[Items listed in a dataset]
-------

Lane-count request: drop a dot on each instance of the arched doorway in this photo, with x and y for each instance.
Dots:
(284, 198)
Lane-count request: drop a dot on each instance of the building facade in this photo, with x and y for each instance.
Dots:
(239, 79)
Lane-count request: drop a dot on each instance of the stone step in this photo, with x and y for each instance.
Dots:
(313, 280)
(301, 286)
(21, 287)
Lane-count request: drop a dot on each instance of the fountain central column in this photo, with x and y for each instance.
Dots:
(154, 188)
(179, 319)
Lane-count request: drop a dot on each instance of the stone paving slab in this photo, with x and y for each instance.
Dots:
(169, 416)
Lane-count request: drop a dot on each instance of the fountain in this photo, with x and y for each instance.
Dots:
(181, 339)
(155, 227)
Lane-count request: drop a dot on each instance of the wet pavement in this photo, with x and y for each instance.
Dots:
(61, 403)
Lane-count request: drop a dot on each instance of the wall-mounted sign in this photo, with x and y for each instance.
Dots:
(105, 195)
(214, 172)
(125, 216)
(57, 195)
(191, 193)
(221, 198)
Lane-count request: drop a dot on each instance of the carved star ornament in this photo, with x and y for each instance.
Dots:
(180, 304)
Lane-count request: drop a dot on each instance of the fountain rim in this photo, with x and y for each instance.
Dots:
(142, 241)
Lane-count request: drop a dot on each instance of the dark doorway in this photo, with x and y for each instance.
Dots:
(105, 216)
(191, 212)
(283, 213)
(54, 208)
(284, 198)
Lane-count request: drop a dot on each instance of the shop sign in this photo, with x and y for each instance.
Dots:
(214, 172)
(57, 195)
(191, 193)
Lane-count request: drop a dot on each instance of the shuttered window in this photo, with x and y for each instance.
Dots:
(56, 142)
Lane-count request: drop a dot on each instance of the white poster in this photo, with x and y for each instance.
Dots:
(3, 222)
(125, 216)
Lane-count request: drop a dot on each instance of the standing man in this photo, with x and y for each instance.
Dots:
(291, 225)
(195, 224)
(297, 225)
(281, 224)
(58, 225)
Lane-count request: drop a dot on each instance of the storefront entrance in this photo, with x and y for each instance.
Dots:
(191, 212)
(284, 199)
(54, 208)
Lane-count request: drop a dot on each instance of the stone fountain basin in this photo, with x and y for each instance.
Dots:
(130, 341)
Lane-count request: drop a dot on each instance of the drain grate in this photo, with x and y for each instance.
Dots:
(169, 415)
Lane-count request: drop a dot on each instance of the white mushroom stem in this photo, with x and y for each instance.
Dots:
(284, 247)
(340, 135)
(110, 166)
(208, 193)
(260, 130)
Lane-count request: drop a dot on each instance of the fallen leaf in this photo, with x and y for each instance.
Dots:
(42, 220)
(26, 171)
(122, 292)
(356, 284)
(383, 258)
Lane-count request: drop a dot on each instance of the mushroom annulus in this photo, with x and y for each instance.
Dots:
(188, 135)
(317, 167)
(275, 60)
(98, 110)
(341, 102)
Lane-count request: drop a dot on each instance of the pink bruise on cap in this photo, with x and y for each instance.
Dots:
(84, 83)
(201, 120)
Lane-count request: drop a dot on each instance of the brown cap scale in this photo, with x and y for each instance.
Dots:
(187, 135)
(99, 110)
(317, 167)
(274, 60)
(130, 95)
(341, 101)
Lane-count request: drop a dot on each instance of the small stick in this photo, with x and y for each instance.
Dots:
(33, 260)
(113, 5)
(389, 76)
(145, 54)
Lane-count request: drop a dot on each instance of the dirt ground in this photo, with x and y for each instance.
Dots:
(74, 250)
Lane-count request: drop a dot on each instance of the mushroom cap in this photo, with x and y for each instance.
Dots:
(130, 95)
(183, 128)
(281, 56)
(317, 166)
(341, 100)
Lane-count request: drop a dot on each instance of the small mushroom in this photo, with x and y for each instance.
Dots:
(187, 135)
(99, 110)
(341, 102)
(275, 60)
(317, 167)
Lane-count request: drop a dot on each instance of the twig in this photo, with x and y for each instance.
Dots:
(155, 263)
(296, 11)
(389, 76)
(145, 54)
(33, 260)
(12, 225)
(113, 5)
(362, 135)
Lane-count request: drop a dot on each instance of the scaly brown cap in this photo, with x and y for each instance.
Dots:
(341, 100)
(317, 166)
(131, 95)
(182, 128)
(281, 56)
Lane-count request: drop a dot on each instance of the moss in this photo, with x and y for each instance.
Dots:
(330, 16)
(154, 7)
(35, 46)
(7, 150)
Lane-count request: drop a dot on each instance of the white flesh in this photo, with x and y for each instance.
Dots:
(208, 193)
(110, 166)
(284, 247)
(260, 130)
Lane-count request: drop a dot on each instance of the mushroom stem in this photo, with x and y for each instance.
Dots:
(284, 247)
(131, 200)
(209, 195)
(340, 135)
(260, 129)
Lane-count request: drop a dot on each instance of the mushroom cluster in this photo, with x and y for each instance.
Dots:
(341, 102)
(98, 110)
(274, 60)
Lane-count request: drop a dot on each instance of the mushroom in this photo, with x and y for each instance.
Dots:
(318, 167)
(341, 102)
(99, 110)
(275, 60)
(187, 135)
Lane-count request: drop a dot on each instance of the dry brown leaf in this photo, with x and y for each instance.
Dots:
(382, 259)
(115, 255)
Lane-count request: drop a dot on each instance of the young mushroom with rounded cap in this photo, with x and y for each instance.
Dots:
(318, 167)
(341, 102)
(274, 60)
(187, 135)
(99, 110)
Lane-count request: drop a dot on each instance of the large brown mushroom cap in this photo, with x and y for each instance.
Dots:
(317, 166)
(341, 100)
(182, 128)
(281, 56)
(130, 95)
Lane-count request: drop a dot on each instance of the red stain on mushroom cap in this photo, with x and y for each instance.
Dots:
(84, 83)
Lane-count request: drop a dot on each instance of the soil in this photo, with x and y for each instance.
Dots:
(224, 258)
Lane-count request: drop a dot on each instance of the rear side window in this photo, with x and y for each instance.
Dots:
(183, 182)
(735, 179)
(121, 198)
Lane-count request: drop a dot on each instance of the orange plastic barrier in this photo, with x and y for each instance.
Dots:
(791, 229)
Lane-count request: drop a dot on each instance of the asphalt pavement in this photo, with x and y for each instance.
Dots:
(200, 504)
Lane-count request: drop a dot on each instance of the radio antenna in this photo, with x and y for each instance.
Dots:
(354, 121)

-------

[The request] Type out the material again exactly as presented.

[Exercise solution]
Lane-count request: drop a dot on each instance of the arched doorway in this photo, with x and y for each instance.
Dots:
(284, 198)
Lane-count request: drop a dot on each instance of the building facade in this photo, with x and y for each instance.
Dots:
(239, 79)
Lane-count request: drop a dot on each instance of the stone step in this photo, with x and y for each instance.
Dots:
(313, 280)
(301, 286)
(21, 287)
Lane-count request: drop a dot on each instance of the fountain central column in this photo, with x and y for each instance.
Dots:
(154, 188)
(179, 319)
Lane-count request: drop a dot on each instance of the stone paving slab in this photo, with x and y for each instance.
Dots:
(169, 416)
Lane-count request: drop a dot on each instance of the fountain in this photo, with x and y for each instance.
Dots:
(181, 339)
(155, 227)
Lane-count request: drop a dot on each instance of the wet pavement in this photo, with x and y for each instance.
Dots:
(61, 403)
Lane-count request: drop a dot on each instance of the wall-mounted sign in this photo, with x and y for each instance.
Dots:
(105, 195)
(214, 172)
(125, 216)
(57, 195)
(191, 193)
(221, 198)
Lane-count request: drop a dot on each instance of the carved star ornament in this photo, with x and y for each instance.
Dots:
(180, 304)
Lane-count request: drop a dot on each instance of the fountain rim in this photo, with x and y for each instance.
Dots:
(142, 241)
Lane-count request: drop a dot on each instance of the dark doorway in this photo, with x and y for each instance.
Dots:
(105, 216)
(191, 212)
(283, 213)
(54, 208)
(284, 198)
Lane-count request: drop a dot on each instance of the shop sign in this photo, with x and y for each instance.
Dots:
(214, 172)
(57, 195)
(191, 193)
Lane-count request: drop a dot on each instance of the shuttered window in this photo, with x and y for each instance.
Dots:
(56, 142)
Lane-count request: drop a dot on each instance of the white poster in this photo, with x and y for each instance.
Dots:
(3, 222)
(125, 216)
Lane-count request: drop a dot on each instance of the standing man in this photo, with x and y for each instance.
Dots:
(291, 225)
(195, 224)
(297, 225)
(281, 224)
(58, 225)
Lane-count request: drop a dot on each instance of the storefront entrance in this photo, with x and y for each instance.
Dots:
(191, 212)
(284, 199)
(54, 208)
Lane-count request: drop a dot on each instance of the stone fountain basin in this photo, with x and y for each instance.
Dots:
(130, 341)
Lane-count request: drop a dot on each instance of the drain grate in this photo, with x and y for each instance.
Dots:
(169, 415)
Lane-count request: drop a dot on each instance of the white mushroom stem in this photo, with x and y for each instance.
Dots:
(284, 247)
(340, 135)
(110, 166)
(208, 193)
(260, 130)
Lane-count request: drop a dot on each instance of the fallen leaf in this photo, with x and y for each instance.
Dots:
(42, 220)
(26, 171)
(122, 292)
(356, 284)
(383, 258)
Lane-count request: drop a dot on each instance of the mushroom annulus in this photo, with x and y for each instance.
Dots:
(188, 135)
(317, 167)
(275, 60)
(98, 110)
(341, 102)
Lane-count request: drop a dot on each instance of the pink bruise on cap in this photo, with x and y for each instance.
Dots:
(84, 83)
(201, 120)
Lane-count request: drop a dot on each instance of the brown cap scale in this photo, with x and y for each instance.
Dots:
(187, 135)
(99, 110)
(317, 167)
(274, 60)
(130, 95)
(341, 101)
Lane-count request: drop a dot on each instance of the small stick in this photo, with x and y for each instance.
Dots:
(33, 260)
(113, 5)
(389, 76)
(145, 54)
Lane-count request: drop a dot on each instance of the dirt ground in this photo, with x and y for each instance.
Dots:
(74, 250)
Lane-count request: drop a dot on each instance of the mushroom cap in this photo, with x and y for each instance.
Dots:
(130, 95)
(183, 128)
(281, 56)
(317, 166)
(341, 100)
Lane-count request: drop a dot on each instance of the small mushroom in this photo, with x and y for each instance.
Dots:
(187, 135)
(99, 110)
(341, 102)
(275, 60)
(317, 167)
Lane-count request: drop a dot on each instance of the twig in this photo, with x and y for each instance.
Dots:
(155, 263)
(296, 11)
(389, 76)
(145, 54)
(33, 260)
(12, 225)
(113, 5)
(362, 135)
Lane-count request: drop a dot on each instance of the scaly brown cap in this photo, with x and y for each instance.
Dots:
(341, 100)
(317, 166)
(131, 95)
(182, 128)
(281, 56)
Lane-count request: drop a dot on each instance of the moss in this photo, with x and y for each instance.
Dots:
(330, 16)
(154, 7)
(35, 46)
(7, 150)
Lane-count request: drop a dot on each instance of the white flesh in this photo, with x and y for each instance.
Dots:
(208, 193)
(110, 166)
(284, 247)
(260, 130)
Lane-count request: drop a dot on each instance of the mushroom stem in this photo, with x and y for each instance.
Dots:
(284, 247)
(131, 200)
(209, 195)
(340, 135)
(260, 129)
Lane-count request: drop a dot on each instance of the mushroom cluster in this photo, with x and y for each instance.
Dots:
(341, 102)
(98, 110)
(274, 60)
Lane-count request: drop a dot on each instance of the mushroom in this photo, with x and y for each instance.
Dots:
(318, 167)
(341, 102)
(99, 110)
(275, 60)
(187, 135)
Lane-count request: drop a dot on each instance of the dry brown leaf in this photo, with x and y for each instance.
Dots:
(382, 259)
(115, 255)
Lane-count request: drop a dot on each instance of the young mushroom with rounded cap in this photo, with x and y for each instance.
Dots:
(318, 167)
(341, 102)
(274, 60)
(187, 135)
(99, 110)
Lane-count request: drop a dot on each instance of the large brown mushroom cap in this photo, with x and y for each instance.
Dots:
(317, 166)
(341, 100)
(182, 128)
(281, 56)
(130, 95)
Lane-count request: drop a dot on each instance of the red stain on mushroom cap in this photo, with x and y for each instance.
Dots:
(84, 83)
Lane-count request: drop a dot on each instance of the soil in this photo, with x and y for each instance.
Dots:
(224, 258)
Lane-count request: drop a dot on each instance of the rear side window in this photo, with x and y for each instance.
Dots:
(183, 182)
(735, 179)
(121, 198)
Lane-count request: drop a dot on each instance of the orange plastic barrier in this photo, with x and y for each instance.
Dots:
(791, 229)
Lane-count request: drop a dot on each instance of the asphalt pavement in this photo, with x and y for each instance.
Dots:
(200, 504)
Lane-count request: drop a dot on each instance of the radio antenna in this photo, with x and y for each instance.
Dots:
(354, 121)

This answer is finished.